Please write out the items below word for word, from the beginning through the line containing "952 224 L 843", inclusive, and leave out any pictures.

[STORED ROWS start]

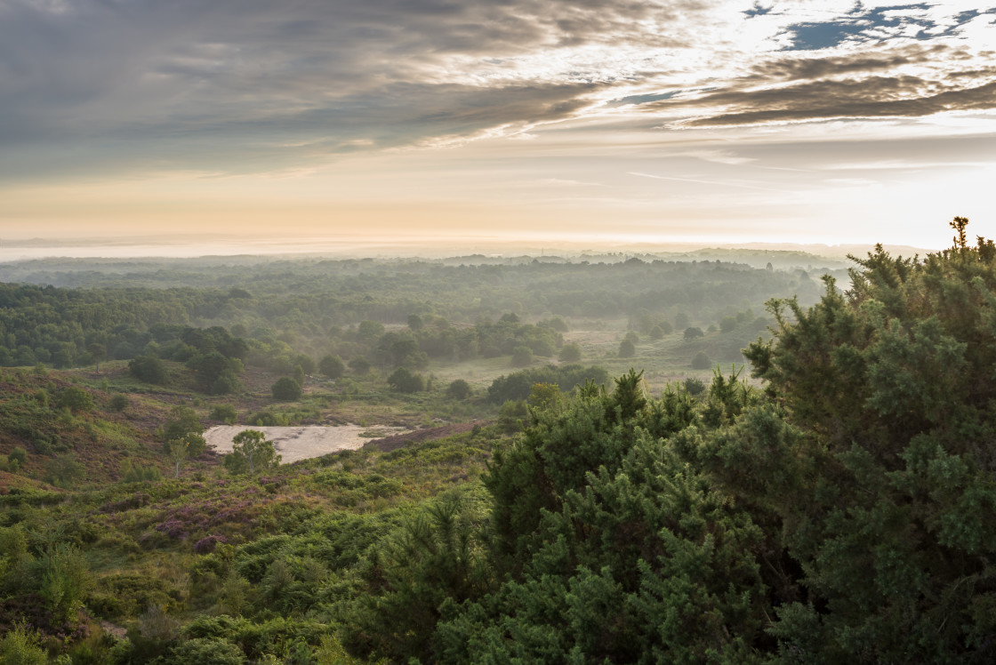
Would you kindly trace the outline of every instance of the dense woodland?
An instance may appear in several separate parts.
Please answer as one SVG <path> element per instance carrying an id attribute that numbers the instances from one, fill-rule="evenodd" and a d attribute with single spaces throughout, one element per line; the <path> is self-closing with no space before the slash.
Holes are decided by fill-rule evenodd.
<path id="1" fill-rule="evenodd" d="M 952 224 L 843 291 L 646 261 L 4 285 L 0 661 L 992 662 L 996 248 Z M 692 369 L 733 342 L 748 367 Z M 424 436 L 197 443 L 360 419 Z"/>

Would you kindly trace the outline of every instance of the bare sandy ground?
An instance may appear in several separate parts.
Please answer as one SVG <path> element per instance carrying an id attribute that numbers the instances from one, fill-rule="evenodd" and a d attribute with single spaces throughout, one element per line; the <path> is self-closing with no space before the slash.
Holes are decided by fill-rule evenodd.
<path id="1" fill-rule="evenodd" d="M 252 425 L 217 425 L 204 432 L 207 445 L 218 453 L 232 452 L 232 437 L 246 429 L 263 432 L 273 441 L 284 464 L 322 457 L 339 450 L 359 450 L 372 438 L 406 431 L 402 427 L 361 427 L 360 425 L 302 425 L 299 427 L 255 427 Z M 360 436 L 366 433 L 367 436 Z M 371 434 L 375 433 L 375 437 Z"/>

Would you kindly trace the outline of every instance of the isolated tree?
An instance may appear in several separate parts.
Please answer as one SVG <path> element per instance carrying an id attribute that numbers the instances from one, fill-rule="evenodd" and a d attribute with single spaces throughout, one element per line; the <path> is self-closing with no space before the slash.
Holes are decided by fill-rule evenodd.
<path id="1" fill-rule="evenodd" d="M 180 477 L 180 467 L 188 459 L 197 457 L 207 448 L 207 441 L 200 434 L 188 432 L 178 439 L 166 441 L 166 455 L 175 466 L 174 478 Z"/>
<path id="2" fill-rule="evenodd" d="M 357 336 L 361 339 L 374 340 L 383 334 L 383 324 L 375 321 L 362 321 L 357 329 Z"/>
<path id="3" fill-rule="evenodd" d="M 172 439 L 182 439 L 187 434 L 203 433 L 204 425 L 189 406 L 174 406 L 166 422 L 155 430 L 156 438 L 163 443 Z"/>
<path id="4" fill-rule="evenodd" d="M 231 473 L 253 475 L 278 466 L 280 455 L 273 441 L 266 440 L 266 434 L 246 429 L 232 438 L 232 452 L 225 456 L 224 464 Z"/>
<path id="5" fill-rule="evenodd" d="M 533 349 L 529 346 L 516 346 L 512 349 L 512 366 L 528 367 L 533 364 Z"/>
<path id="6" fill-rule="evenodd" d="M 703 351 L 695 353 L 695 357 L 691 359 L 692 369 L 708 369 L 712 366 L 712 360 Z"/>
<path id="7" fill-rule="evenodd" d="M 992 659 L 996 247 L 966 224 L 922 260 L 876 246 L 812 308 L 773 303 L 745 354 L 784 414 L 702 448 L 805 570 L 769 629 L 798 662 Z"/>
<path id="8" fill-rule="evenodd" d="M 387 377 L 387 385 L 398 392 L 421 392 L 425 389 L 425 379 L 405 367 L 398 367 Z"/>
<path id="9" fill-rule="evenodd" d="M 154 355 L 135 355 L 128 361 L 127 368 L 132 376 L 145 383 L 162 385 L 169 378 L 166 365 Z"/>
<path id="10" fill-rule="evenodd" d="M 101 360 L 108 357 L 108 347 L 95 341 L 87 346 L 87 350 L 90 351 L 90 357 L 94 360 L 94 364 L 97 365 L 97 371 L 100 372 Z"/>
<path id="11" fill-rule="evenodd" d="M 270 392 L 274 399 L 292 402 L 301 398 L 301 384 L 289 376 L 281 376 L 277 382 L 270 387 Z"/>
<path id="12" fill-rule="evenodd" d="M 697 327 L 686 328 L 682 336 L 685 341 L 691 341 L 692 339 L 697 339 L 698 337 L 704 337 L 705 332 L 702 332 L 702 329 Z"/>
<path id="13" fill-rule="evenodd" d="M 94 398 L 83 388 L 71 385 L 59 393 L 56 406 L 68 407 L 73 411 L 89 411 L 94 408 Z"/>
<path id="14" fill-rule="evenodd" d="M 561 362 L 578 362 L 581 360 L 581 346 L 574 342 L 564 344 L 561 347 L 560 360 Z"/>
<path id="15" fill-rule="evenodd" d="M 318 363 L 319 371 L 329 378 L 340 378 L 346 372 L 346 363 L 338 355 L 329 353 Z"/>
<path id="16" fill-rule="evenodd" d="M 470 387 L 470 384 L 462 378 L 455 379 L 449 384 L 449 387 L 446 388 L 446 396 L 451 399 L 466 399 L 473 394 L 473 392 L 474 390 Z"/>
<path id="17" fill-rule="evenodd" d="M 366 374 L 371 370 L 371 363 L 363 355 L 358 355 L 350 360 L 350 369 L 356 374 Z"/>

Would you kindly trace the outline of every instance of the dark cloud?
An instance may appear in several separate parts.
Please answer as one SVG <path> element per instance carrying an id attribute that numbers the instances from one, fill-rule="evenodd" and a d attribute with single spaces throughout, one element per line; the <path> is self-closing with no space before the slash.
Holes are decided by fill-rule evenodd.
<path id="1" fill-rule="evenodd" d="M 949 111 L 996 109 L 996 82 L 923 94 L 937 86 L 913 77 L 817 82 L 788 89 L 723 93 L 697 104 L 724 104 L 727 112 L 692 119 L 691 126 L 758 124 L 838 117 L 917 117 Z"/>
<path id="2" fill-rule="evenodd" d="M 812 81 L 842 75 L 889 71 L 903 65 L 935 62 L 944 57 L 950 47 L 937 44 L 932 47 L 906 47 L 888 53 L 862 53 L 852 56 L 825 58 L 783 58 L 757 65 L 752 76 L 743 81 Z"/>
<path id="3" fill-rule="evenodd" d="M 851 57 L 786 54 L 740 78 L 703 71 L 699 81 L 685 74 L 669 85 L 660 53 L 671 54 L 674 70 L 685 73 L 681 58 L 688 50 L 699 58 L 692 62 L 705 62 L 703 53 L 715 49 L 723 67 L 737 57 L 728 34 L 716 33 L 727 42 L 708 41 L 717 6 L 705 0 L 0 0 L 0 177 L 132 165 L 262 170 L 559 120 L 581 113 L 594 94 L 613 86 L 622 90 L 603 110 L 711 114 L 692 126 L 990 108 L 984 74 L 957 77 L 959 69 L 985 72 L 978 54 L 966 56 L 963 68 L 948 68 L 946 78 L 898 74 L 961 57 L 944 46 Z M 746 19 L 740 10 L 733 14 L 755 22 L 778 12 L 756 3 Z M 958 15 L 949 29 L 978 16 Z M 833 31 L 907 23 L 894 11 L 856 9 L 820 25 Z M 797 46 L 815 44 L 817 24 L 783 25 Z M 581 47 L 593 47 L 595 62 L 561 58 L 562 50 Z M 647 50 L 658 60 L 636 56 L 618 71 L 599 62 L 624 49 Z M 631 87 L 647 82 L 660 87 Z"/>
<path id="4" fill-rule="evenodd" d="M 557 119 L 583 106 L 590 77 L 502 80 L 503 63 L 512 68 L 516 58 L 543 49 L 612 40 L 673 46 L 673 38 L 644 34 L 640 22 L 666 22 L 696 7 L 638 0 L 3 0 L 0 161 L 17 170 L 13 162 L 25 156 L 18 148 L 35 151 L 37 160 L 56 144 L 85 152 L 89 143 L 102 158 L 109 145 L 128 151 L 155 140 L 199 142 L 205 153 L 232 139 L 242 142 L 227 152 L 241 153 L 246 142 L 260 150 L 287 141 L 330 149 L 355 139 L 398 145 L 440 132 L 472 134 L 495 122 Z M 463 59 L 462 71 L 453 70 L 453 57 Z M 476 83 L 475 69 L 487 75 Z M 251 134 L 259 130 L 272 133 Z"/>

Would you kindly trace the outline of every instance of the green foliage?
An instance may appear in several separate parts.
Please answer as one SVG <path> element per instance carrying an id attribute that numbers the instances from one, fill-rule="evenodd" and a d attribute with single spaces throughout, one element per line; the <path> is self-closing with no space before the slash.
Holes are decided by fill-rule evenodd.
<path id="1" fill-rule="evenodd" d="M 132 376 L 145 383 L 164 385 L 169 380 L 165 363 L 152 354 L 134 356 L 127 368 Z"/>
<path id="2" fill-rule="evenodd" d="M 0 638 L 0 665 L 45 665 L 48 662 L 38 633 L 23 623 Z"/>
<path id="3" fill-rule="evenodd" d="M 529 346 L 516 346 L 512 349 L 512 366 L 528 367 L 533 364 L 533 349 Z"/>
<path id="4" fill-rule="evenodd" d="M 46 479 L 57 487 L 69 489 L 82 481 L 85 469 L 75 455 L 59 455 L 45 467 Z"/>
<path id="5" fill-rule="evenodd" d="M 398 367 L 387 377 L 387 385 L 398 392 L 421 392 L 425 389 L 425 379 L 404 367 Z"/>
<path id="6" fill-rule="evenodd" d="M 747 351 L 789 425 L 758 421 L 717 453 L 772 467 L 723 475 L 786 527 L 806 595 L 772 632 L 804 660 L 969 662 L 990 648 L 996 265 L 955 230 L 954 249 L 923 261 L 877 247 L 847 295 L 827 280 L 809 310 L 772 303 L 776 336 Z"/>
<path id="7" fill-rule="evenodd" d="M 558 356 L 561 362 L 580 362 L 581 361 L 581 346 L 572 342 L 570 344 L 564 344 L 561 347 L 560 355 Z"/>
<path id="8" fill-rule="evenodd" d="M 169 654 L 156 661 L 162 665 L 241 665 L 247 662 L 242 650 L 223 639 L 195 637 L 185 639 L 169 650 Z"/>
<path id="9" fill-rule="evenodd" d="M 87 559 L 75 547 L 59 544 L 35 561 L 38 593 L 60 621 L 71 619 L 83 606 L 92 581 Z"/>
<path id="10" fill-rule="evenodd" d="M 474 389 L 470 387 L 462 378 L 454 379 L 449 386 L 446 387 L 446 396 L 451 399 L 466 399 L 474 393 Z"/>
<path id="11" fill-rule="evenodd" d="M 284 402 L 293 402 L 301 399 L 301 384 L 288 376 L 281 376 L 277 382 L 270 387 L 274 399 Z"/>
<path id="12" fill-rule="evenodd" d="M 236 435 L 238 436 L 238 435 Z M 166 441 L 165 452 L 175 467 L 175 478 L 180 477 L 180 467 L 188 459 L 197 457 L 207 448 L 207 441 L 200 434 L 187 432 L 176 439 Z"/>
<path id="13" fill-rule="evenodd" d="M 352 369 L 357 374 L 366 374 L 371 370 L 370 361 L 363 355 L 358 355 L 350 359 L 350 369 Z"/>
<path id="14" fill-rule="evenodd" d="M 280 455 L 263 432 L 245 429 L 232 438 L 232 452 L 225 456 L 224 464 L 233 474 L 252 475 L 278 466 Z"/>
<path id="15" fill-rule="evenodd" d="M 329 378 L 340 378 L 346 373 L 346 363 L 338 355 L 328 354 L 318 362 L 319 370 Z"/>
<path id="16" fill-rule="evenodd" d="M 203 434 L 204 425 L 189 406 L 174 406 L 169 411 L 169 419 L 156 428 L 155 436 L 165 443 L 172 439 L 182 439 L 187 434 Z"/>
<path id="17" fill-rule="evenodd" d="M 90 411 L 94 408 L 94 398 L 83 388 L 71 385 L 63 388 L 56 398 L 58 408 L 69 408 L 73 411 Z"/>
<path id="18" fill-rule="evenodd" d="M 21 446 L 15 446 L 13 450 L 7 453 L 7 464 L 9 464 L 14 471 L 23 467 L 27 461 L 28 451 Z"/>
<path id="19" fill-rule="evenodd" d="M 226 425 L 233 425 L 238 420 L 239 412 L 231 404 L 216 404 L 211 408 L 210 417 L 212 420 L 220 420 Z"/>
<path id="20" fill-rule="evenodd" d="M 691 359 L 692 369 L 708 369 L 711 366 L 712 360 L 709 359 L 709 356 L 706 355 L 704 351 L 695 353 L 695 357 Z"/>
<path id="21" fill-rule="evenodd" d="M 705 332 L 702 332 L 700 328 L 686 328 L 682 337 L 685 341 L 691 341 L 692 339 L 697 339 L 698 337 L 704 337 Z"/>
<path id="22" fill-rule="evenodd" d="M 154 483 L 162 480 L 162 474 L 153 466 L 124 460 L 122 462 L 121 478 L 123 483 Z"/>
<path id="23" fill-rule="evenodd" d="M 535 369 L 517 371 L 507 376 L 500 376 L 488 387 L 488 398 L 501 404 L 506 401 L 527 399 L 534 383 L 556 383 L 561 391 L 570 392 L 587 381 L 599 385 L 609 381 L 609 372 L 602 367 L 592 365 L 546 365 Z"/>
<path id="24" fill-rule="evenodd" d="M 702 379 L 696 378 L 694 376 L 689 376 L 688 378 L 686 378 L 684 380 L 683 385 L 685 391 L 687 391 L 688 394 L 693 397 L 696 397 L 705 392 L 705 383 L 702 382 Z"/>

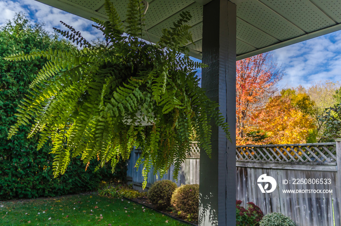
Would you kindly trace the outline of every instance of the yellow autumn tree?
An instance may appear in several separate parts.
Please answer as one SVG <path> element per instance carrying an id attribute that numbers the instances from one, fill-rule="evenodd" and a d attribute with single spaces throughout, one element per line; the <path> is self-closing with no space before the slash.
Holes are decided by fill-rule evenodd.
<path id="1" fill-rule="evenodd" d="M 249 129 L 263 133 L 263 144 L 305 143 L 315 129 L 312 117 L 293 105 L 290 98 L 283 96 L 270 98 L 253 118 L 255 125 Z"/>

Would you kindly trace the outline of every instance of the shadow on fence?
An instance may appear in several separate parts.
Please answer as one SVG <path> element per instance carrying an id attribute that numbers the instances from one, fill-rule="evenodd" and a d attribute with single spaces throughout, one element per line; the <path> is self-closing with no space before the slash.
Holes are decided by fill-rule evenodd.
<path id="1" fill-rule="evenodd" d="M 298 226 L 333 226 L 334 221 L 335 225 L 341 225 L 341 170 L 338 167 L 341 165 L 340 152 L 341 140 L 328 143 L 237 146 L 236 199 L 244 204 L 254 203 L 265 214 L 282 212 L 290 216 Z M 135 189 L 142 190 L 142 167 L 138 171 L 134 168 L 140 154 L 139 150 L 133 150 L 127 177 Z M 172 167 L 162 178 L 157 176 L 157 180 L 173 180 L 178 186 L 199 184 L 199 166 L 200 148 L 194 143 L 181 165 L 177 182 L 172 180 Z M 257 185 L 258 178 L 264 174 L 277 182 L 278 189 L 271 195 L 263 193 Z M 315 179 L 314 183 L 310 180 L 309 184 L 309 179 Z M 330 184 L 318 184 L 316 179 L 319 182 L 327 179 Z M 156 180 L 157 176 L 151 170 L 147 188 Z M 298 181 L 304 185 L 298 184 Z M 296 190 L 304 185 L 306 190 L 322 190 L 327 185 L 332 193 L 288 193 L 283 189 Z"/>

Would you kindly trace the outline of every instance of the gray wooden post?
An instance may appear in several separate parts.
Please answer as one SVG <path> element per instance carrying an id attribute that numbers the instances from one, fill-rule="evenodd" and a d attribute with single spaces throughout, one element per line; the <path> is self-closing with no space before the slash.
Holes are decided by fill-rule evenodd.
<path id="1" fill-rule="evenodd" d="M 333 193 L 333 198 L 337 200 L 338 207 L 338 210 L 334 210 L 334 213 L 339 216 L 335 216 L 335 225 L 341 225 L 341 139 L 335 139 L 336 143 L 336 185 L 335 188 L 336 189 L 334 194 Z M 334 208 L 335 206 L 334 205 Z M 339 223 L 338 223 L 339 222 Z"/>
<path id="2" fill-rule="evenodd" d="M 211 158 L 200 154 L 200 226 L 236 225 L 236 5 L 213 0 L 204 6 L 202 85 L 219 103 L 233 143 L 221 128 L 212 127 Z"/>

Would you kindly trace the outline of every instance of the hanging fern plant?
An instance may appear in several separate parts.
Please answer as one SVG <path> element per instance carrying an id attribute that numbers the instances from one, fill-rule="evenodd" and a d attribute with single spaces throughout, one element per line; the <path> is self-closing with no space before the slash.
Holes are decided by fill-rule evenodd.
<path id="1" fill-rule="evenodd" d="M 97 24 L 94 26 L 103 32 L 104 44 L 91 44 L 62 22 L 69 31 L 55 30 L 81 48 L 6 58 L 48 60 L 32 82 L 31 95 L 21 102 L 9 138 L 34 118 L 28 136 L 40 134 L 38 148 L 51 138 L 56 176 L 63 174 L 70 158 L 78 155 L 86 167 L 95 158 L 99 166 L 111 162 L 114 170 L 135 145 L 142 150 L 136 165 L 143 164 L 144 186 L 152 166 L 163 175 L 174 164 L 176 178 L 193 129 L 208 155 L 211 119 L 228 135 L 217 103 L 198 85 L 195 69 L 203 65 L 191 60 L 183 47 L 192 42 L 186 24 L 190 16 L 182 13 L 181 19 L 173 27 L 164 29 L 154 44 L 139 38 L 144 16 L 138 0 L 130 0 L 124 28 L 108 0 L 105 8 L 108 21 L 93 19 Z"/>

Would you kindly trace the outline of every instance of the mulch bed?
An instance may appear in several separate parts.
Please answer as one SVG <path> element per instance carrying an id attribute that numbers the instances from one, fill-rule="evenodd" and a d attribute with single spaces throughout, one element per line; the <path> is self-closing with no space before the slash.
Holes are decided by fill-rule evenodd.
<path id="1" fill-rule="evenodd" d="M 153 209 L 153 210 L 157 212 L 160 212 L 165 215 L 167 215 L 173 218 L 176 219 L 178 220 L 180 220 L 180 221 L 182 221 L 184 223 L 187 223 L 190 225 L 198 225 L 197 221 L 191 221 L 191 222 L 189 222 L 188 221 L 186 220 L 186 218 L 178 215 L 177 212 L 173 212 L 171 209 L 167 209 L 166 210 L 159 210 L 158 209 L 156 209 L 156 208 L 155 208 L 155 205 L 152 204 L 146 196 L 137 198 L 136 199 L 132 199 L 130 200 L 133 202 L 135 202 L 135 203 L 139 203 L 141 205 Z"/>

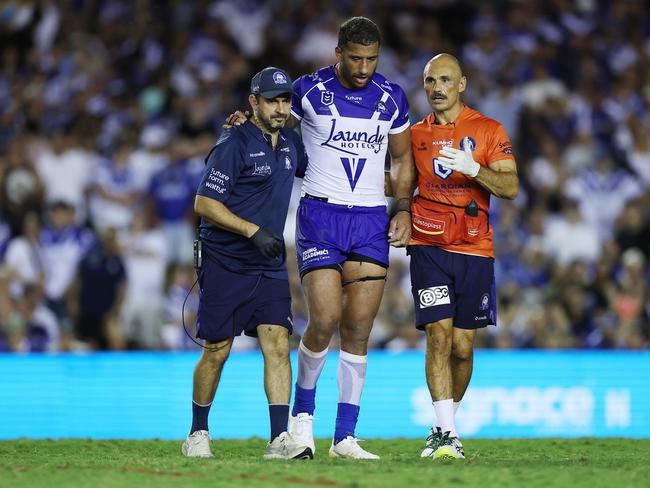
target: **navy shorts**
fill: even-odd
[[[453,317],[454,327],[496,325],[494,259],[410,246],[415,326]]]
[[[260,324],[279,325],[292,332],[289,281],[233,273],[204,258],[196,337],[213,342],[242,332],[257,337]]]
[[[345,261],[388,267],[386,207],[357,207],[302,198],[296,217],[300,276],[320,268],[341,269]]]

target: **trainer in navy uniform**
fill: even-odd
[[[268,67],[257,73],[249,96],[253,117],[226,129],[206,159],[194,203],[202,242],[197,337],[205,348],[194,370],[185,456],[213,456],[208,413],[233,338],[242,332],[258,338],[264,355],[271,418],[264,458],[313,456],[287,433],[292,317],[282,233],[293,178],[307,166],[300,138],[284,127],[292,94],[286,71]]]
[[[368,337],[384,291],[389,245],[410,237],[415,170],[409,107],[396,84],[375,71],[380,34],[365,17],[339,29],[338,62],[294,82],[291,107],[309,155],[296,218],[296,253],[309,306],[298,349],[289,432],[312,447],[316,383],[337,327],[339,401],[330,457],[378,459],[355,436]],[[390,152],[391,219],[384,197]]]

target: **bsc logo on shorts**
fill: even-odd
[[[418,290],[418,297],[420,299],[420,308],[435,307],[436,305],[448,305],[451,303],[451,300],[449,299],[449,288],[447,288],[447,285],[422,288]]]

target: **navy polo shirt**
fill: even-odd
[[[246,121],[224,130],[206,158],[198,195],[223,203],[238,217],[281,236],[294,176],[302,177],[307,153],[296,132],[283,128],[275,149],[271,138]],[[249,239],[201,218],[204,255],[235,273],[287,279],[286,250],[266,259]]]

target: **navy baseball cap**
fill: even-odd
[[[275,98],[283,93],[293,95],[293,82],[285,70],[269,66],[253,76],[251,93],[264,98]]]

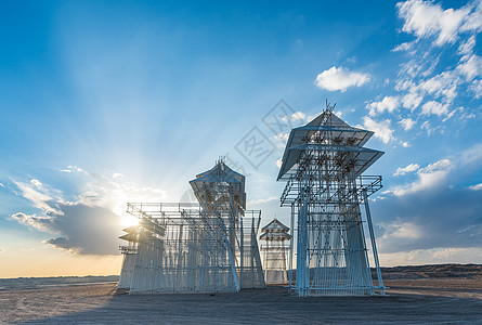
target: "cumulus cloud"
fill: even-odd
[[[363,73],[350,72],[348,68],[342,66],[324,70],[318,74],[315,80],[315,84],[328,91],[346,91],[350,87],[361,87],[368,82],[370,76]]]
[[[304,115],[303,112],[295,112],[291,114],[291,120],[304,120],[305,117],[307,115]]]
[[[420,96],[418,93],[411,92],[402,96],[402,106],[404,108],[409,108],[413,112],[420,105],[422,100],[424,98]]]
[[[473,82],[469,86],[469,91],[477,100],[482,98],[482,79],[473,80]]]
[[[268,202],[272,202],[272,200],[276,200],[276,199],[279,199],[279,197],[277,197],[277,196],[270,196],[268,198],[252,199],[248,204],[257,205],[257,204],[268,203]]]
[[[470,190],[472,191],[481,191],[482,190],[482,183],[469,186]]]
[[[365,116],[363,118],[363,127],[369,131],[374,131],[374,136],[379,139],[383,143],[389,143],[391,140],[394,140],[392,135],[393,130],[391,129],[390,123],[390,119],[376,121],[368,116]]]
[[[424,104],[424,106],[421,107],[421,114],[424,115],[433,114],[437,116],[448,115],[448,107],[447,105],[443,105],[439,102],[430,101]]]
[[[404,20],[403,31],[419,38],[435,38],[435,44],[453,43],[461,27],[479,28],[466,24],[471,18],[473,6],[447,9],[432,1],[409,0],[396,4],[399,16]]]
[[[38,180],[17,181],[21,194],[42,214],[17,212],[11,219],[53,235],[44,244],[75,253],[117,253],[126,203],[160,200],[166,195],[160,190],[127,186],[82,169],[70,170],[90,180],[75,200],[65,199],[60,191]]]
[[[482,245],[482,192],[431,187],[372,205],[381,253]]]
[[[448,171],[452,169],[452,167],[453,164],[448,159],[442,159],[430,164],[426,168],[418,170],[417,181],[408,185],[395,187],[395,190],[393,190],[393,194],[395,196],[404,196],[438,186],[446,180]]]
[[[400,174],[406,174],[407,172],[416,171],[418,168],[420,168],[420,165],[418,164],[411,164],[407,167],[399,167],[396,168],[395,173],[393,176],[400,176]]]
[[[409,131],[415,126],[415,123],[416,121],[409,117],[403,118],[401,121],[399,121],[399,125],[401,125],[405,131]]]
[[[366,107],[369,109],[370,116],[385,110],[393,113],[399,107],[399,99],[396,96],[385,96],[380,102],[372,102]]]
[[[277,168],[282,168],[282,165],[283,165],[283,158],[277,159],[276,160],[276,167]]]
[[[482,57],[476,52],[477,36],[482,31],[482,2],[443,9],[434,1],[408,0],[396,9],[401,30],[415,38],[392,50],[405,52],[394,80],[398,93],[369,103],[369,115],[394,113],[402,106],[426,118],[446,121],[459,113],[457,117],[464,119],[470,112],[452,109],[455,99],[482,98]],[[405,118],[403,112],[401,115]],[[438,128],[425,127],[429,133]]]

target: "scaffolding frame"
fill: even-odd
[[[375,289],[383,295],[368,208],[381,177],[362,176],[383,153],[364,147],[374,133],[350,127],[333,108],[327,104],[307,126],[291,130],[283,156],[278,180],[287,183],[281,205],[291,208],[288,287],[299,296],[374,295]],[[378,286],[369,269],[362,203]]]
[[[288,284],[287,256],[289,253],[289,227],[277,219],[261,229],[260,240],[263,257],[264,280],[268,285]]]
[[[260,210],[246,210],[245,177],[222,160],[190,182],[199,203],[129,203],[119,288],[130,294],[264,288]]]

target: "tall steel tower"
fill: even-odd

[STORED ROWS end]

**TASK OUTPUT**:
Would you kindly trace the outline of every instance of the dense woodland?
An instance may appear in several separate parts.
Please answer as one SVG <path> element per instance carrying an id attribute that numbers the instances from one, fill-rule="evenodd" and a d attribute with single spaces throughout, one element per line; the <path> is self-closing with no space before the slash.
Holes are decided by fill-rule evenodd.
<path id="1" fill-rule="evenodd" d="M 952 224 L 843 291 L 646 261 L 4 285 L 0 661 L 992 662 L 996 248 Z M 692 369 L 733 342 L 748 367 Z M 424 436 L 197 443 L 360 419 Z"/>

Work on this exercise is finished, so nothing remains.